Part of a data file
** start **
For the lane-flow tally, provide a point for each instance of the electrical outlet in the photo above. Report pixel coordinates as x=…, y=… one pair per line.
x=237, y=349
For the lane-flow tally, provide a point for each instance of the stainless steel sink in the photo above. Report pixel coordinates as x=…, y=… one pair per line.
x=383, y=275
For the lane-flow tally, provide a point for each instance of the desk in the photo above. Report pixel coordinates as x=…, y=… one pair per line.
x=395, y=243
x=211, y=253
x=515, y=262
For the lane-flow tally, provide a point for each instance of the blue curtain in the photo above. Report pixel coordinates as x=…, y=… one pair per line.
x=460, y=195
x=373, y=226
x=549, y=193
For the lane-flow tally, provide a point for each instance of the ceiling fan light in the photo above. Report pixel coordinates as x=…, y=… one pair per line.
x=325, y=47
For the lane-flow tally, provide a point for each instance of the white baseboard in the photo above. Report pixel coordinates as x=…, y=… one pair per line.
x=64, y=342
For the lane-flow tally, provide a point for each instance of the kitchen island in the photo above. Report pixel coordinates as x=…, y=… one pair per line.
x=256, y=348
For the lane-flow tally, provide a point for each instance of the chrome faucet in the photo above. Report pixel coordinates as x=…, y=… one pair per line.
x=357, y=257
** end **
** start **
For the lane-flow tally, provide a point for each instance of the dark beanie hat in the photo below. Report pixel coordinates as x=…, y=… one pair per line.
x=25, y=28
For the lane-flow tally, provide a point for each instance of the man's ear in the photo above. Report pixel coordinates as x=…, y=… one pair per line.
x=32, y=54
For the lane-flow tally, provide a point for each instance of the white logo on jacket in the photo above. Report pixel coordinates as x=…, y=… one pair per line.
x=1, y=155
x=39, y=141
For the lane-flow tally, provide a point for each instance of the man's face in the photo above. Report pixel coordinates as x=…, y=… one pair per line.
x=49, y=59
** end **
** start **
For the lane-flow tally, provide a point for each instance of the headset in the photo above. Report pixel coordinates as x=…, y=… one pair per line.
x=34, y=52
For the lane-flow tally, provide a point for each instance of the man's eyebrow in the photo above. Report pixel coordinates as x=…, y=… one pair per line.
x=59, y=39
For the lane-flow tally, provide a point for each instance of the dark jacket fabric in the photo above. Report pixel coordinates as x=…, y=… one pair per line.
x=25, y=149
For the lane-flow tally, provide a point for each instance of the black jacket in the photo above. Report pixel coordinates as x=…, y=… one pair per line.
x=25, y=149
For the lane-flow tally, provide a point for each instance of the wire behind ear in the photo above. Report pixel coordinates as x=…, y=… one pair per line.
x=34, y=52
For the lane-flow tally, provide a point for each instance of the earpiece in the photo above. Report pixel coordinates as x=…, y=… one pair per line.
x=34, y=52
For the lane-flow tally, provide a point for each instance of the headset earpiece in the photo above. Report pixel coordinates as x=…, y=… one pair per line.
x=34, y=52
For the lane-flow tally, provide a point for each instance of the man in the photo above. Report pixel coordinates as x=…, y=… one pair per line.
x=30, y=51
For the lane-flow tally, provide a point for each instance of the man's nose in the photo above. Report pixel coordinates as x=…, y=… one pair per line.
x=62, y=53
** end **
Short problem: Could you write out the rows between the line holding "of the ceiling" and the line holding "x=64, y=342", inclusive, substituting "gray baseboard" for "white baseboard" and leaving everything else unchanged?

Solution:
For the lane-flow tally, provide a point for each instance of the ceiling fan light in the photo above. Report pixel coordinates as x=…, y=… one pair per line.
x=325, y=47
For the lane-flow tally, provide a point for each instance of the gray baseboard in the photo above. Report pixel coordinates as x=…, y=… one pair per line.
x=64, y=342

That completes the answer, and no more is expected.